The task: Print all of the entries exactly, minus the pictures.

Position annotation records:
━━━━━━━━━━━━━━━━━━━━

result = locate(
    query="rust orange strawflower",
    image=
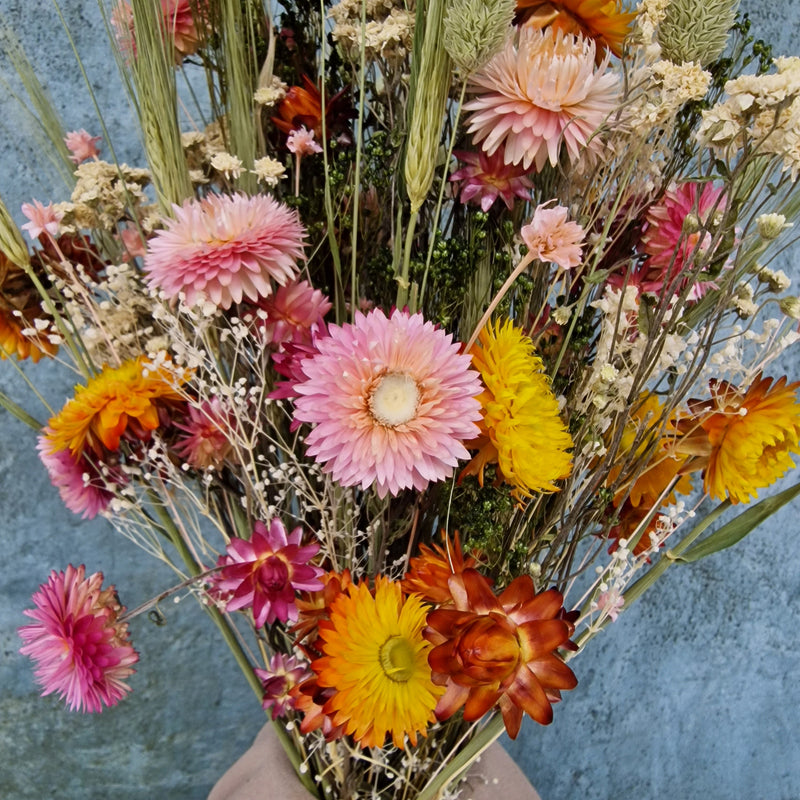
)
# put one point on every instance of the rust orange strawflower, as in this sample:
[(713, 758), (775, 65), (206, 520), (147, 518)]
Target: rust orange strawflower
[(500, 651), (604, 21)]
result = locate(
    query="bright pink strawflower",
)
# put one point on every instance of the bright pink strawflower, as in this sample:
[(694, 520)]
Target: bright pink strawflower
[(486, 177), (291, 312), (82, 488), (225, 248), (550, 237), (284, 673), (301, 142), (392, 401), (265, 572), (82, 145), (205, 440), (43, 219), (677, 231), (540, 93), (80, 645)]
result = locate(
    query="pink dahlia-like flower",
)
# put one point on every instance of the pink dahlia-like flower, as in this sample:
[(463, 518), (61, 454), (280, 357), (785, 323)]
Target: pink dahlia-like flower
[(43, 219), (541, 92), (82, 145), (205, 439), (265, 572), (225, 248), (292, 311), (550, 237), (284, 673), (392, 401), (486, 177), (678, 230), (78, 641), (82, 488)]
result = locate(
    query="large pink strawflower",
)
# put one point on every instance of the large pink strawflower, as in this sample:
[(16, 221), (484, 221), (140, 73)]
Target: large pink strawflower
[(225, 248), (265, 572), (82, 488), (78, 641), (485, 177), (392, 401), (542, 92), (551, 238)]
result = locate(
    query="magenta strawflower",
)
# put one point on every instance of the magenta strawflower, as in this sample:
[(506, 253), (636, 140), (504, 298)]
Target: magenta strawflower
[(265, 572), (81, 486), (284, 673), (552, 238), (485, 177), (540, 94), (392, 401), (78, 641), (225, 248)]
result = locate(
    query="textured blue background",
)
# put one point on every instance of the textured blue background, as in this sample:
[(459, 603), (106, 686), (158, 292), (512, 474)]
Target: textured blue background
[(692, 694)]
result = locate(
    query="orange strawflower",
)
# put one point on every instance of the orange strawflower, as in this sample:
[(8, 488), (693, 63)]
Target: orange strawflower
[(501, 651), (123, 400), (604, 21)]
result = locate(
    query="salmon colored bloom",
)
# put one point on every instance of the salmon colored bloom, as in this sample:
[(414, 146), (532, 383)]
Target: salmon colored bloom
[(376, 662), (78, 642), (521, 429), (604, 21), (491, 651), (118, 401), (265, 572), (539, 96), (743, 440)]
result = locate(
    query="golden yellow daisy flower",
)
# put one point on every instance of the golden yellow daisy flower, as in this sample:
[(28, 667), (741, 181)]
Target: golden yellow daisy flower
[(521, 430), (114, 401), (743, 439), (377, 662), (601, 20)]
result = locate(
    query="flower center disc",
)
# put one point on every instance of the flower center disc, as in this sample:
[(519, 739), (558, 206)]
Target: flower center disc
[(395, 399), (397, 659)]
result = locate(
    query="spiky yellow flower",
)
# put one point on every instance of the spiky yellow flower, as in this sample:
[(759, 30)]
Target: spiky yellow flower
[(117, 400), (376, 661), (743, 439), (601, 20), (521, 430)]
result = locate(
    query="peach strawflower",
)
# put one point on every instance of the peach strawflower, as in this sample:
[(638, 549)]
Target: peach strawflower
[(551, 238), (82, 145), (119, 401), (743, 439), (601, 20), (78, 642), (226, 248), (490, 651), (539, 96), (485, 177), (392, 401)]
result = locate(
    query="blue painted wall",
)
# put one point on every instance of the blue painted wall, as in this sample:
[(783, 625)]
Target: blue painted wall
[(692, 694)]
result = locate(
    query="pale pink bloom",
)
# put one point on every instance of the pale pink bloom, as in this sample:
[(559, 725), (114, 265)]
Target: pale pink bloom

━━━━━━━━━━━━━━━━━━━━

Full output:
result = locate(
    query="rust orange strawflower",
    image=
)
# put one point on every instance of the rust orange strawflower, as in this sample:
[(713, 758), (775, 65), (206, 520), (147, 518)]
Target: rust orange strawflower
[(500, 651), (604, 21)]
result = locate(
    query="bright pink strawflower",
)
# put one point on every instance of the bright pink strawflower, as in this sample:
[(694, 520)]
Target: bright pink strawflower
[(486, 177), (291, 312), (82, 488), (225, 248), (550, 237), (284, 673), (301, 142), (392, 401), (265, 572), (82, 145), (205, 440), (43, 219), (677, 231), (540, 93), (80, 645)]
result = locate(
    query="pink dahlia-like flower",
)
# put one point on every instance of the pink dahlia-like flower, as in this sample:
[(463, 518), (61, 454), (280, 357), (785, 323)]
Target: pink dahlia-like flower
[(43, 219), (541, 92), (82, 145), (205, 439), (265, 572), (225, 248), (292, 311), (550, 237), (284, 673), (392, 401), (486, 177), (678, 230), (78, 641), (82, 488)]
result = locate(
    query="large pink strawflower",
)
# put one point on every instance of the large pink strawflower, as in this sample:
[(16, 221), (484, 221), (140, 73)]
Target: large pink strawflower
[(225, 248), (265, 572), (82, 488), (78, 641), (485, 177), (392, 401), (542, 92), (551, 238)]
result = locate(
    query="magenta strawflower",
)
# put one point on every instance of the magenta strawflower, as in this sample:
[(506, 253), (636, 140), (504, 298)]
Target: magenta strawflower
[(265, 572), (81, 486), (284, 673), (552, 238), (485, 177), (540, 94), (392, 401), (78, 641), (225, 248)]
result = locate(
    query="textured blue background",
)
# put one point on every instance of the textured blue background, as in this sample:
[(459, 603), (106, 686), (158, 292), (512, 474)]
Target: textured blue background
[(692, 694)]
result = locate(
    query="orange strawflower",
)
# put one point on every instance of the orange strawflower, as in this sample:
[(8, 488), (693, 63)]
Target: orange strawflower
[(501, 651), (123, 400), (604, 21)]
result = locate(
    query="salmon colored bloom",
)
# put one point on every instance of the salmon colored bloom, as in this sample:
[(414, 146), (532, 383)]
Target: salmon colored bloom
[(376, 662), (78, 642), (521, 429), (604, 21), (491, 651), (118, 401), (265, 572), (539, 96), (743, 440)]
result = locate(
    query="golden yellow daisy flower",
)
# put one point on every instance of the golden yellow daisy flower, as in this sample:
[(28, 667), (741, 181)]
Target: golden yellow daisy flower
[(521, 430), (114, 401), (743, 439), (377, 662), (601, 20)]
result = locate(
    query="flower center disc",
)
# put one point on every instance of the flower center disc, as in this sample:
[(519, 739), (558, 206)]
Target: flower center disc
[(395, 399), (397, 659)]
result = locate(
    query="spiky yellow flower",
)
# put one point on every instance of the spiky yellow flower, as in this sample:
[(759, 30)]
Target: spiky yellow flower
[(117, 400), (376, 661), (743, 439), (601, 20), (521, 430)]
result = locate(
    query="peach strawflower",
)
# put one point on every instance of the peach strawflower, as in this sample:
[(638, 549)]
Target: peach strawflower
[(551, 238), (82, 145), (119, 401), (743, 439), (601, 20), (78, 642), (226, 248), (490, 651), (539, 96), (485, 177), (392, 401)]
result = locate(
    query="blue painted wall",
)
# put one point on every instance of the blue painted wall, as in this sample:
[(783, 625)]
Target: blue painted wall
[(692, 694)]
result = locate(
    query="pale pink bloom",
)
# put one point on every instance of the pale pink bloom, as in this sample:
[(559, 725), (114, 265)]
Target: pale pink bloom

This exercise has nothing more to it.